:: Supplied passage ::
-- Opening Marker --

The “expatriates,” mostly well-paid Western workers, were eligible for $300,000 in accidental death and disability insurance. The “third country nationals” from Nepal and India, and “local nationals” from Afghanistan, could claim only $30,000, according to the lawsuit and a copy of a document from Sabre outlining the categories.
After the attack, the men said, only $30,000 was deposited into their bank accounts. The workers said Sabre representatives told them they were not entitled to more under the latest contract. Sabre later stopped answering calls and emails, the men said.
“This was the first time any of our clients had ever seen that contract,” Mr. Fiorante said.
Matthew Handley, an American workers’ rights lawyer assisting with the case, said it was common for security companies to exploit contractors from poor countries where labor laws are weak. In general, he said, when workers get injured or killed on the job, companies “throw them on the plane back to their home country and hope that they’ll never hear from them or their families again.”
There had been prior signs of trouble for the guards in Kabul. According to the lawsuit, when Sabre did not distribute updated employment contracts a few years ago, contractors reached out to Deborah Lyons, then the Canadian ambassador there.
Sabre organized a meeting and assured them their insurance benefits had not changed, they said, telling them not to raise the issue with the ambassador or other Canadian officials.
Amrit Rokaya Chhetri, another Nepali survivor who is suing, said he complained about safety to Charlie Tourish, then the Afghanistan country manager for Sabre. Mr. Chhetri said Mr. Tourish threatened to send him back to Nepal.

-- Closing Marker --

:: Check your understanding ::
(1) From the article on the Sabre guards' lawsuit, extract a continuous portion: begin at the words that have "There had been" and stop after "other Canadian officials.".
(2) According to the article on the Sabre guards' lawsuit, who was the Canadian ambassador that contractors reached out to in Kabul?
The listing after this article is not needed for the work here.

:: Data ::
-- Opening Marker --

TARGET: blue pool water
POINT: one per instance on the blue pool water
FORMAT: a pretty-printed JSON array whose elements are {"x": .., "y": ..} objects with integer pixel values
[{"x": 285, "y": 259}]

-- Closing Marker --

:: Task-by-task solutions ::
(1)
There had been prior signs of trouble for the guards in Kabul. According to the lawsuit, when Sabre did not distribute updated employment contracts a few years ago, contractors reached out to Deborah Lyons, then the Canadian ambassador there.
Sabre organized a meeting and assured them their insurance benefits had not changed, they said, telling them not to raise the issue with the ambassador or other Canadian officials.

(2) Deborah Lyons